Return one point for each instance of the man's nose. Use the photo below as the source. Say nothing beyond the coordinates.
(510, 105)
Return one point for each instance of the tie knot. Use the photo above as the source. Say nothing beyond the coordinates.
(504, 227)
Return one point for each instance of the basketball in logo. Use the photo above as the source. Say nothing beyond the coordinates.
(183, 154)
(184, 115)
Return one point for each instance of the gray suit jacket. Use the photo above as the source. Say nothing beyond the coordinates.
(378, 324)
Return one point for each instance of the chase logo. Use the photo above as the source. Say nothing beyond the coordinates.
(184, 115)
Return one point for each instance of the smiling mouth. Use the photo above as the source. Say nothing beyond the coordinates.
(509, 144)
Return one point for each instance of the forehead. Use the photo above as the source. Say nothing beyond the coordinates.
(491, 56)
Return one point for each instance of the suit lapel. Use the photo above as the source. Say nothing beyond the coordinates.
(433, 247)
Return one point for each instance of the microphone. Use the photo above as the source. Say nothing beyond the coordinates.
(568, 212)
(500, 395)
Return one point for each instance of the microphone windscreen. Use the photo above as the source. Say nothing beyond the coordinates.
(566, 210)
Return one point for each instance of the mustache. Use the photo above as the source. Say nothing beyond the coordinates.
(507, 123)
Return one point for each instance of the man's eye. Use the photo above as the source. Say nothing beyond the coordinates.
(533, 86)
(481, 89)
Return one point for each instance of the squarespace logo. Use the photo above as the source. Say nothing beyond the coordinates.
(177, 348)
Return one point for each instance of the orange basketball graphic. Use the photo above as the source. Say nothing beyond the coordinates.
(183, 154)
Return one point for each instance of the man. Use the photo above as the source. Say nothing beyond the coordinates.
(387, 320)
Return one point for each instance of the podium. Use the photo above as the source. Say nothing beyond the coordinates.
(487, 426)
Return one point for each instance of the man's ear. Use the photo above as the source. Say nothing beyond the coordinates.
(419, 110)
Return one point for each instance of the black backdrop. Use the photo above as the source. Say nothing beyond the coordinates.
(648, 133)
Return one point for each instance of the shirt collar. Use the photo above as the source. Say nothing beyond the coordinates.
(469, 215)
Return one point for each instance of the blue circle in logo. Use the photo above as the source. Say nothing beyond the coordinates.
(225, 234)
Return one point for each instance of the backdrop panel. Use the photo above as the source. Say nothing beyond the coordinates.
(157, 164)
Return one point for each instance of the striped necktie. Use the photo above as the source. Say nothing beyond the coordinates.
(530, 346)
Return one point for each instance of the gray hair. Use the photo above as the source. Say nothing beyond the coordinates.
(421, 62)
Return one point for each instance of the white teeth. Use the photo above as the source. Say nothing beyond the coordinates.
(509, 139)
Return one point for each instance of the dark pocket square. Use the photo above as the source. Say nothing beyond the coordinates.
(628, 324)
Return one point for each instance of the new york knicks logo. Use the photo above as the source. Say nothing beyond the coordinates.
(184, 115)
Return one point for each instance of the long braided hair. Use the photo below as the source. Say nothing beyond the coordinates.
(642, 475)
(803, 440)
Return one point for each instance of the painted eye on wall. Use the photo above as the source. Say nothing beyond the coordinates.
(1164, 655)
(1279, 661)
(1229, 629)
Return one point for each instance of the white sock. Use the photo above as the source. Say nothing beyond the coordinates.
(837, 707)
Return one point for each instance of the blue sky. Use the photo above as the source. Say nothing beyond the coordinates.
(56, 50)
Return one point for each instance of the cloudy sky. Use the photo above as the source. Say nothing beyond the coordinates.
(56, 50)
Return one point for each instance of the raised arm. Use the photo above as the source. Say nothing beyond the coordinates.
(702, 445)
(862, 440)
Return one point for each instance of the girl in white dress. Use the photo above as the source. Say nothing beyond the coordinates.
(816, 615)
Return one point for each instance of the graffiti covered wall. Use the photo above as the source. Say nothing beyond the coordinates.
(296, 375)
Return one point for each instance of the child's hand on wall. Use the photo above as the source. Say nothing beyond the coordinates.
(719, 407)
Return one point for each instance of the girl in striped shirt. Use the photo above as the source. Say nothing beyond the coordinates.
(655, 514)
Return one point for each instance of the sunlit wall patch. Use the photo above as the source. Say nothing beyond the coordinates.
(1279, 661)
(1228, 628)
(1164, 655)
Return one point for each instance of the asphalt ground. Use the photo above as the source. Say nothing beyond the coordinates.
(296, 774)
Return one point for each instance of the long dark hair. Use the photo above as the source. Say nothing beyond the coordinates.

Exercise instructions >>
Rewrite all of the data above, replacing "Say nothing beyond the coordinates." with "Give only the coordinates." everywhere it occurs and leaving everything else unchanged.

Answer >>
Return one point for each instance of the man's nose. Use the photo below as the source. Give only the coordinates.
(510, 105)
Return one point for each instance of the tie knot. Use the photo above as the source. Give only the coordinates.
(504, 227)
Return one point for each instance of the basketball in logo. Use the photo above as the source. Give only the coordinates.
(183, 154)
(184, 115)
Return one point for each instance of the gray suit jacket. Use the photo above as the source. Give only the coordinates.
(378, 324)
Return one point for each instance of the chase logo. Use the photo above as the source. Give only the coordinates.
(184, 115)
Return one point for each instance of the smiling mouth. Use the photo above as the source. Give only the coordinates.
(509, 144)
Return one point for each instance of the forehead. Use the photo above as the source. Give only the coordinates.
(491, 56)
Return one point for each instance of the suit lapel. Use the photo above as the source. Give only the coordinates.
(433, 247)
Return one point for each instance of the microphone. Use the photo above as the source. Give only the coordinates.
(568, 212)
(500, 395)
Return one point for each instance of the microphone windscreen. Use the photo above as the source. Give only the coordinates.
(566, 210)
Return one point for each instance of the mustache. Use the photo above as the source. Give only the coordinates.
(507, 123)
Return one point for each instance of the man's eye. Use the photo above as the source. Give only the coordinates.
(533, 86)
(481, 89)
Return one point for each instance of the squarespace logo. Use the photo above as the source. Give only the coordinates.
(177, 348)
Return one point for each instance of the orange basketball graphic. Use the photo above as the source. Give only the coordinates.
(183, 154)
Return one point for each instance of the man. Use the photo above as the source. Give only the coordinates.
(387, 320)
Return one point for each instance of the podium. Use the photo above as the source. Give only the coordinates.
(487, 426)
Return one point for each instance of the man's ear. Use the photo above as the source. Give only the coordinates.
(419, 110)
Return one point for each instance of the black backdrop. Use the photo above as the source. Give only the coordinates.
(648, 133)
Return one point for each instance of the shirt collar. Use the photo above as the source. Give only the coordinates.
(469, 215)
Return one point for each instance of the blue circle in logo. Use the photo above as the source. Give only the coordinates.
(225, 234)
Return one point for each instance of the backdrop panel. Use the photo above as the source. Give only the coordinates.
(157, 164)
Return one point for each instance of the striped necktie. Use the photo above as the source. Give only the coordinates.
(530, 346)
Return one point for each instance of the gray hair. Use the photo above as the source. Give only the coordinates.
(421, 62)
Return one point for each instance of the white teeth. Use the photo above as the source. Give only the coordinates.
(509, 139)
Return one point for each instance of the dark pocket square. Use the photo above as the source. Give only the coordinates.
(628, 324)
Return one point for each instance of the new york knicks logo. Use the photo above as the source. Give only the coordinates.
(184, 115)
Return one point for each instance of the long braided hair. Use the photo below as the source. Give only the coordinates.
(642, 475)
(803, 440)
Return one point for each instance of the painted eye on wall. Use the photo above as the source. Give only the coordinates.
(1164, 655)
(1279, 661)
(1229, 629)
Return one point for each instance of the white sock. Use the photo above as the source. Give only the coordinates.
(837, 707)
Return one point for each instance of the blue sky. Use the photo above as the source. Give only the coordinates.
(56, 50)
Return one point for each instance of the cloudy sky. Use the photo above as the source. Give only the coordinates.
(56, 50)
Return one point for each instance of the raised arm. Use the photo above as the source. Give only the coordinates.
(702, 445)
(862, 440)
Return one point for each instance of the girl in white dress. Use the photo above as the source. Give only the coordinates.
(816, 615)
Return one point for each instance of the graffiti covered wall. Use the photo above as the source. Give only the coordinates.
(296, 375)
Return one point for each instance of the child's hand on wall. Use the photo above as the source. Give only the coordinates.
(719, 407)
Return one point for each instance of the girl in striped shirt. Use the photo above as the source. Give only the coordinates.
(655, 514)
Return one point for each instance of the sunlit wall patch. Use the photo above as the source. Give only the coordinates.
(1279, 661)
(1228, 628)
(1164, 655)
Return one point for each instance of the asphalt ground. Use the photo above as the source. Give only the coordinates.
(296, 774)
Return one point for each instance of the long dark hair. Use the photo above as the source. Give only the coordinates.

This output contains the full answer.